• **The problem**: Write out every line of the rows below as a numbered list, skipping blank lines. Leave the pictures out of your answer.

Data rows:

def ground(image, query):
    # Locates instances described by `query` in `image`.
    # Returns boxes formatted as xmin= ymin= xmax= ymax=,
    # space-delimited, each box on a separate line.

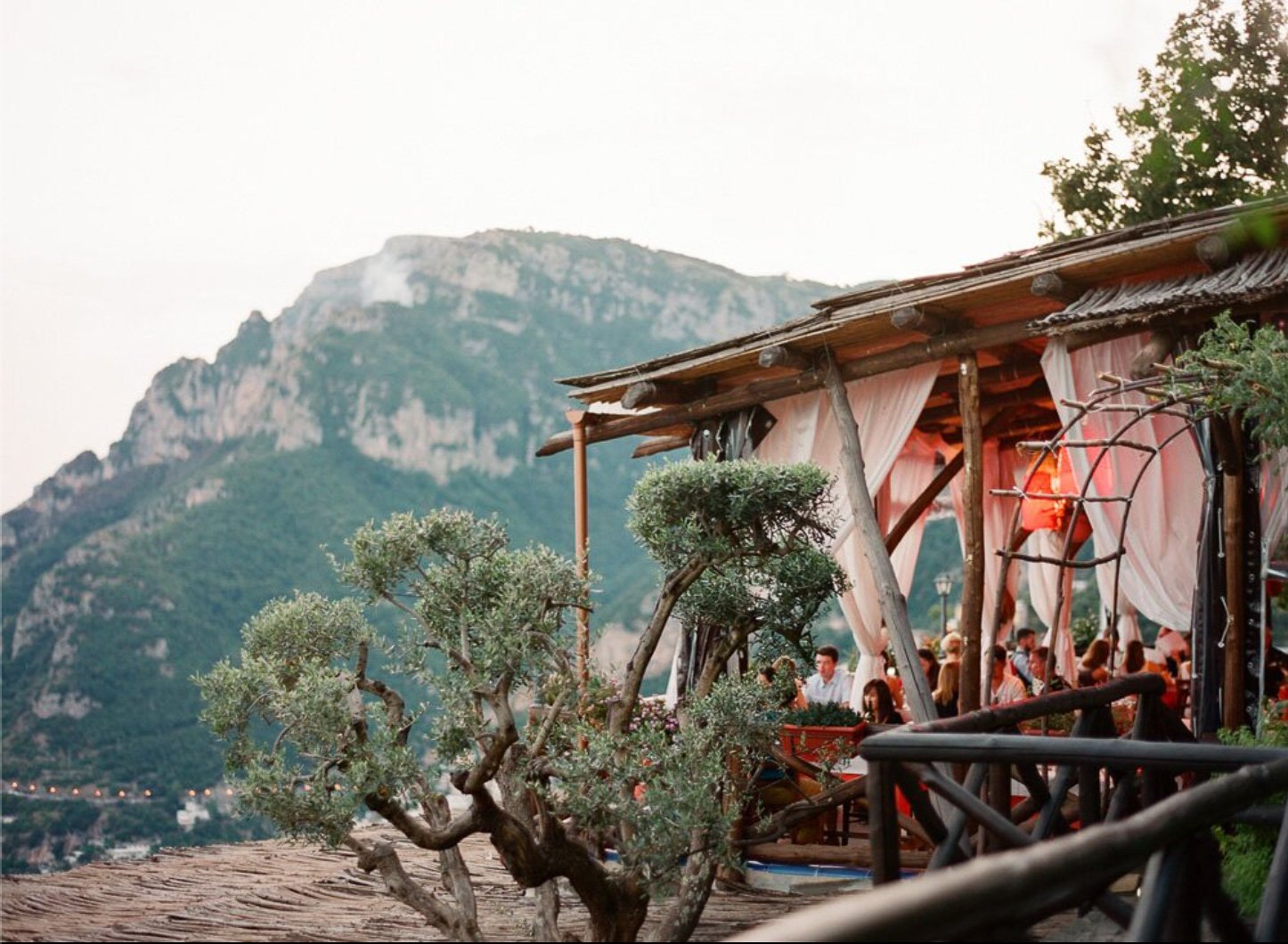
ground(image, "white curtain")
xmin=756 ymin=362 xmax=939 ymax=693
xmin=1042 ymin=335 xmax=1203 ymax=627
xmin=1025 ymin=531 xmax=1077 ymax=681
xmin=834 ymin=436 xmax=935 ymax=708
xmin=952 ymin=439 xmax=1028 ymax=678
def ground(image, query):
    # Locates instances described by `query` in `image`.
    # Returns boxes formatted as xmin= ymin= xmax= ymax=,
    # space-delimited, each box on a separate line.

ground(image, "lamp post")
xmin=935 ymin=574 xmax=953 ymax=639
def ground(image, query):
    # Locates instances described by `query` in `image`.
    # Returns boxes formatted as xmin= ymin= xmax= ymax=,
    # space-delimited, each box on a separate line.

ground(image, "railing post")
xmin=868 ymin=761 xmax=899 ymax=884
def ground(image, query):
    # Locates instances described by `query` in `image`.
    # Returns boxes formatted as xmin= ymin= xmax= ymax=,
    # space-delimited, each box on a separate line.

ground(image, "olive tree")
xmin=199 ymin=462 xmax=843 ymax=940
xmin=1042 ymin=0 xmax=1288 ymax=239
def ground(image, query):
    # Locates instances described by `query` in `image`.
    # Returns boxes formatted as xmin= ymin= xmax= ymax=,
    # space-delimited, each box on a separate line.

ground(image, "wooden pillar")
xmin=564 ymin=410 xmax=590 ymax=694
xmin=957 ymin=352 xmax=984 ymax=713
xmin=1221 ymin=418 xmax=1247 ymax=730
xmin=819 ymin=349 xmax=932 ymax=721
xmin=867 ymin=761 xmax=899 ymax=884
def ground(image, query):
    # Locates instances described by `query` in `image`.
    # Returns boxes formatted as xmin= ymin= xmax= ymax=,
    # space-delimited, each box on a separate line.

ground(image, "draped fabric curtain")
xmin=1261 ymin=450 xmax=1288 ymax=559
xmin=834 ymin=435 xmax=935 ymax=708
xmin=1025 ymin=531 xmax=1078 ymax=681
xmin=952 ymin=439 xmax=1029 ymax=690
xmin=756 ymin=362 xmax=939 ymax=694
xmin=1042 ymin=335 xmax=1203 ymax=629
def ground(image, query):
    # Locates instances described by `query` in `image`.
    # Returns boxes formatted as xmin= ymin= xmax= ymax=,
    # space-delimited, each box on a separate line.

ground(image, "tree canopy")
xmin=1042 ymin=0 xmax=1288 ymax=239
xmin=197 ymin=462 xmax=844 ymax=940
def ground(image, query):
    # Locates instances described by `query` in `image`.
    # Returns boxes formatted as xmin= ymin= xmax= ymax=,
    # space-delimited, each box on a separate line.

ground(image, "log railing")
xmin=738 ymin=673 xmax=1288 ymax=940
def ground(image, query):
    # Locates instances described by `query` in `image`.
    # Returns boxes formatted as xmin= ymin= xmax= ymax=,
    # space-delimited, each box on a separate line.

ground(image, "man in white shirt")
xmin=990 ymin=646 xmax=1028 ymax=704
xmin=801 ymin=646 xmax=854 ymax=704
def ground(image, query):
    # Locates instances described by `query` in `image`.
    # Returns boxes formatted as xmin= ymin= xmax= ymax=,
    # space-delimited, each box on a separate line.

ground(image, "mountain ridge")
xmin=3 ymin=231 xmax=837 ymax=818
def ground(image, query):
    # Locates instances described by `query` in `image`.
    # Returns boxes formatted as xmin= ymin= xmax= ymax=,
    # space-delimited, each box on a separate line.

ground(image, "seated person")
xmin=930 ymin=659 xmax=962 ymax=717
xmin=860 ymin=679 xmax=903 ymax=724
xmin=1011 ymin=626 xmax=1038 ymax=688
xmin=801 ymin=646 xmax=854 ymax=704
xmin=939 ymin=632 xmax=962 ymax=662
xmin=1078 ymin=638 xmax=1110 ymax=688
xmin=990 ymin=646 xmax=1028 ymax=704
xmin=1029 ymin=646 xmax=1069 ymax=696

• **Task output**:
1. def ground(image, query):
2.     # Locates instances described by `query` in `image`.
3.     # Returns boxes formatted as xmin= ymin= xmax= ymax=,
4.     # space-delimited, each box on a separate line.
5. ground(image, "white curtain")
6. xmin=756 ymin=362 xmax=939 ymax=693
7. xmin=1042 ymin=335 xmax=1203 ymax=627
8. xmin=1025 ymin=531 xmax=1077 ymax=681
9. xmin=834 ymin=436 xmax=935 ymax=708
10. xmin=952 ymin=439 xmax=1028 ymax=678
11. def ground(image, query):
12.     # Locates instances described by `query` in `image`.
13.     # Returns boxes formatted as xmin= ymin= xmax= ymax=,
14.     # space-delimited, each box on a separate line.
15. ground(image, "lamp post")
16. xmin=935 ymin=574 xmax=953 ymax=639
17. def ground(image, query):
18.     # Locates instances described by `query` in `image`.
19.     # Returns boxes formatted as xmin= ymin= xmax= ymax=,
20.     # space-delimited, each box on a separate line.
21. ground(image, "railing post")
22. xmin=868 ymin=761 xmax=899 ymax=884
23. def ground(image, query):
24.     # Locates instances described by `query` in `image`.
25.     # Returns boxes formatted as xmin= ymin= xmax= ymax=,
26.     # space-delimited, each box on a separate line.
27. ground(image, "olive tree")
28. xmin=199 ymin=462 xmax=843 ymax=940
29. xmin=1042 ymin=0 xmax=1288 ymax=239
30. def ground(image, query):
31.     # Locates instances described by `query` in `image`.
32.     # Returns boxes formatted as xmin= ymin= xmax= ymax=,
33.     # space-delimited, each box on a separate line.
34. ground(image, "wooden pillar")
35. xmin=564 ymin=410 xmax=590 ymax=694
36. xmin=957 ymin=352 xmax=984 ymax=713
37. xmin=1221 ymin=418 xmax=1247 ymax=730
38. xmin=819 ymin=349 xmax=932 ymax=721
39. xmin=867 ymin=761 xmax=899 ymax=884
40. def ground(image, query):
41.     # Locates instances described by `query` in `image`.
42.     # Returns boxes formatted as xmin= ymin= xmax= ymax=,
43.     # space-delimited, each box on a separate line.
44. ground(image, "draped fabric curtain")
45. xmin=1261 ymin=450 xmax=1288 ymax=559
46. xmin=834 ymin=435 xmax=935 ymax=708
47. xmin=1025 ymin=531 xmax=1078 ymax=681
48. xmin=952 ymin=439 xmax=1029 ymax=690
49. xmin=756 ymin=362 xmax=939 ymax=694
50. xmin=1042 ymin=335 xmax=1203 ymax=629
51. def ground(image, query):
52.     # Locates instances described by `query` in `image`.
53.     # Returns boxes formatted as xmin= ymin= xmax= ymax=,
54.     # space-delimited, each box on a separate line.
55. ground(image, "tree canopy")
56. xmin=1042 ymin=0 xmax=1288 ymax=239
57. xmin=197 ymin=462 xmax=844 ymax=940
58. def ground(image, query):
59.     # Locates instances described by `query` in `image`.
60.     # Returns boxes formatted as xmin= ymin= xmax= ymax=,
61.     # space-delimited, each box on a separate line.
62. ground(image, "log railing")
63. xmin=738 ymin=673 xmax=1288 ymax=940
64. def ground(image, query):
65.     # Locates instances described by `query` in `image`.
66.     # Returns boxes formatted as xmin= ymin= xmax= ymax=,
67.     # space-delimited, each box on a separate line.
68. ground(image, "man in white shirt")
69. xmin=990 ymin=646 xmax=1028 ymax=704
70. xmin=801 ymin=646 xmax=854 ymax=704
71. def ground(image, query):
72.     # Locates instances described by `query` in `image`.
73.     # Returns boxes formatted as xmin= ymin= xmax= ymax=,
74.     # space-delimited, each box on a separate line.
75. ground(image, "mountain ridge")
76. xmin=3 ymin=231 xmax=837 ymax=818
77. def ground(image, query):
78.     # Locates instances described by `query` in `image`.
79.     # Returns boxes formatted as xmin= ymin= xmax= ymax=,
80.     # space-delimited, each box on a separate line.
81. ground(image, "seated person")
82. xmin=930 ymin=659 xmax=962 ymax=717
83. xmin=860 ymin=679 xmax=903 ymax=724
84. xmin=1011 ymin=626 xmax=1038 ymax=688
85. xmin=801 ymin=646 xmax=854 ymax=704
86. xmin=939 ymin=632 xmax=962 ymax=662
87. xmin=1078 ymin=638 xmax=1110 ymax=688
88. xmin=990 ymin=646 xmax=1028 ymax=704
89. xmin=1029 ymin=646 xmax=1069 ymax=696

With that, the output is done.